▶ **PAGE TEXT**:
But before she realised this was her calling, Rishika wanted to be a travel and food journalist. “I come from a foodie family, so there was food involved in everything I did. Even my fascination with travelling stems from the fact that I love experimenting and discovering new flavours.”
But it was Media and Communications this foodie chose to study at Mount Carmel College in Bengaluru. She was all set to pursue her career in that line when she realised she had to look in another direction: desserts. “Never in my wildest dreams did I think that I’ll make a career out of this, because for me, baking was just something that has always been a part of life.”
She credits her friends and teachers with nudging her in the right direction. “They always pushed me to bake more, and kept telling me that this is what I was meant to do. But I would always argue that baking is something that I love, not something that I wanted to pursue.” But more than anything else, she was afraid to monetise her passion because of all the horror stories she had heard about people who ended up hating their hobbies. “I didn’t want to be like them. So it took me a while to gather my courage.”
Once Rishika had made up her mind, she did a diploma course at the Lavonne Academy of Baking Science and Pastry Arts, Bengaluru, after which she worked at J.W. Marriot for about a year. However, a hard fall in the kitchen left her with a bad back, and she realised she couldn’t stand for long hours.
That’s when she got together with her friend, Sindhuri Pradeep Reddy, and started Whip It Patisserie, an online venture offering customised flavours and desserts.
But, at some point of time, Rishika realised she also wanted to teach. “Many people bake as a hobby, but not all are aware of the techniques involved,” she says. “Coincidentally, around the same time, my ex-boss got in touch with me after reading newspaper features about Whip It. They were opening the Tuile Baking Boutique, a platform to teach the art of making pastries and bread, and wanted me to teach there.”
She worked as the Head Chef at Tuile for a year and a half till it closed down. She then to the BCA in the latter half of 2016, where she teaches a diploma course in baking and pastry art.
As if teaching the fine art of pastry making were not enough, Rishika also takes orders whenever time permits. “I started taking orders again because I was missing it. When you’re teaching, there’s a fixed syllabus you have to adhere to. But when I take orders, I can experiment so much and explore my creative side.”
Of course, given her work schedule, it does get crazy at times. As she explains, “I’m working all the time. I wake up early to prepare a few things at home before I leave for class, and then I get home in the evening and work on whatever orders that come my way,” Fortunately for her, baking is a stress-buster. “It gets extremely hectic at times, but I love going back home and baking. It relaxes me.”

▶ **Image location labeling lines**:
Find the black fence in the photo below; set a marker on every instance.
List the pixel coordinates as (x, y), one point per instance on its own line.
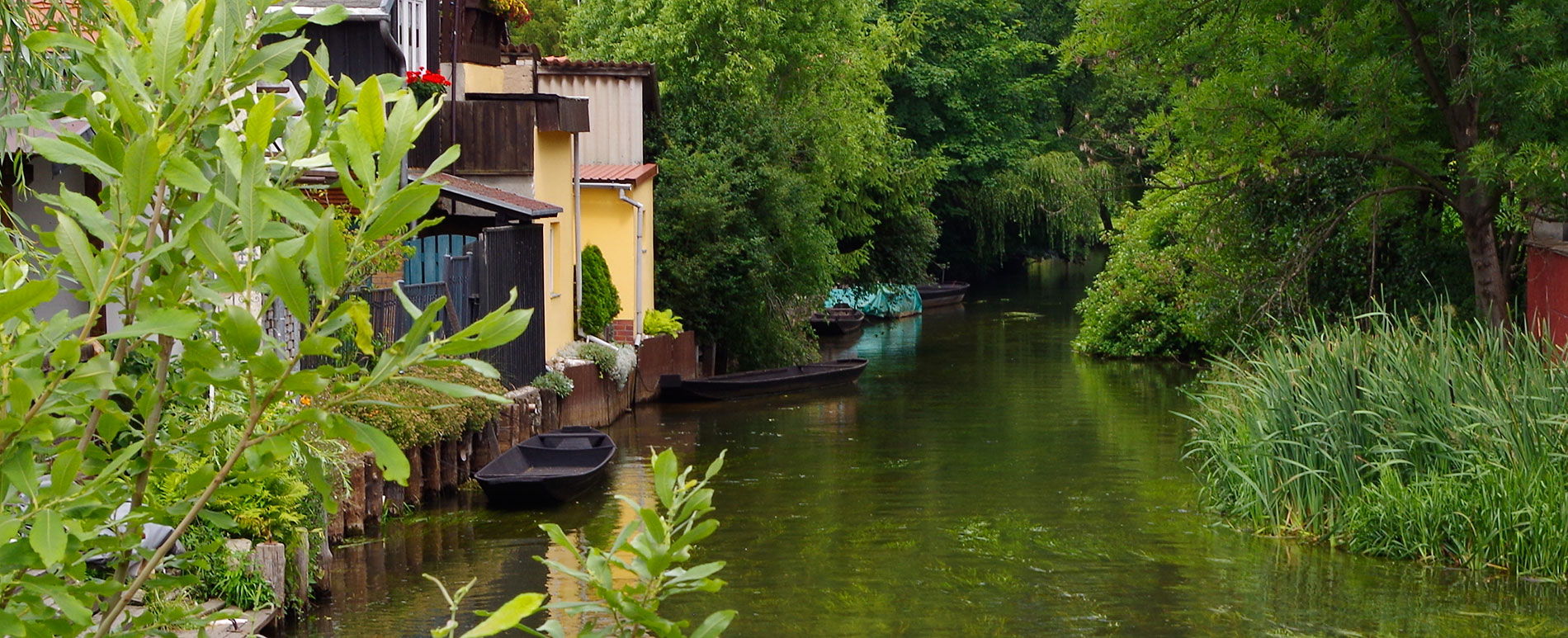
(474, 284)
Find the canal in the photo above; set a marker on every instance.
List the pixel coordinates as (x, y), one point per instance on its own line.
(980, 480)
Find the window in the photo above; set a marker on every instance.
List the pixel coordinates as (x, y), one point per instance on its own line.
(413, 31)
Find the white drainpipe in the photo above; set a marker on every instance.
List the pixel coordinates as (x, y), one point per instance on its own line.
(578, 221)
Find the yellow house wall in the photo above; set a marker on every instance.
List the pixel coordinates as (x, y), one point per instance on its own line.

▶ **THINGS TO DO**:
a) Decide whether each statement agrees with the profile of Rishika: (i) Rishika studied Media and Communications at Mount Carmel College in Bengaluru. (ii) Rishika started Whip It Patisserie on her own. (iii) Rishika finds baking relaxing. For each one, answer yes or no and quote the words from the profile that decide it.
b) Write a continuation of the profile of Rishika, starting after its last sentence.
These lines have nothing to do with the profile of Rishika.

▶ **FINAL RESULTS**:
a)
(i) Yes: "But it was Media and Communications this foodie chose to study at Mount Carmel College in Bengaluru."
(ii) No: "she got together with her friend, Sindhuri Pradeep Reddy, and started Whip It Patisserie"
(iii) Yes: "It relaxes me."

b)
Rishika says what she does is create edible art. “I’m all for making pretty-looking food! I love working with plated desserts - putting all the different colours, textures, shapes and other elements together. You can even spend days making all the elements but can never imagine what it’ll look like once it’s done.”
Her journey has not been a simple one, especially with the kind of competition going around. There are new bakers starting out every day. “The industry wasn’t this big even four years ago. But it picked up, and suddenly everybody is becoming a baker! The kind of institutions and study options we have now are amazing.”
Despite competition, Rishika is up there, reckoned as one of the finest bakers in the city, according to word-of-mouth. “When you’re really good at something, you tend to carve a niche of your own, and that’s why it worked for me,” she says.
Ask her about what she’d like to do in the future and pat comes the reply, “Teach. It’s my happy space. I never thought I’d be the kind who’d like to teach, but I love spending time with my students and baking with them. It’s what I look forward to every day.”
Another plan on the cards is starting her own baking institute someday. But for now, she wants to bake, and create more desserts. “There should always be enough dessert for everyone,” she says happily.
Rishika is convinced that none of her success would have been possible had she not gotten away from her comfort zone. “It’s very important to do that. When you’re passionate about something, just go ahead and do it. Everybody will you tell it’s going to be very hard and not very financially rewarding. But if you love what you’re doing, it should be enough.”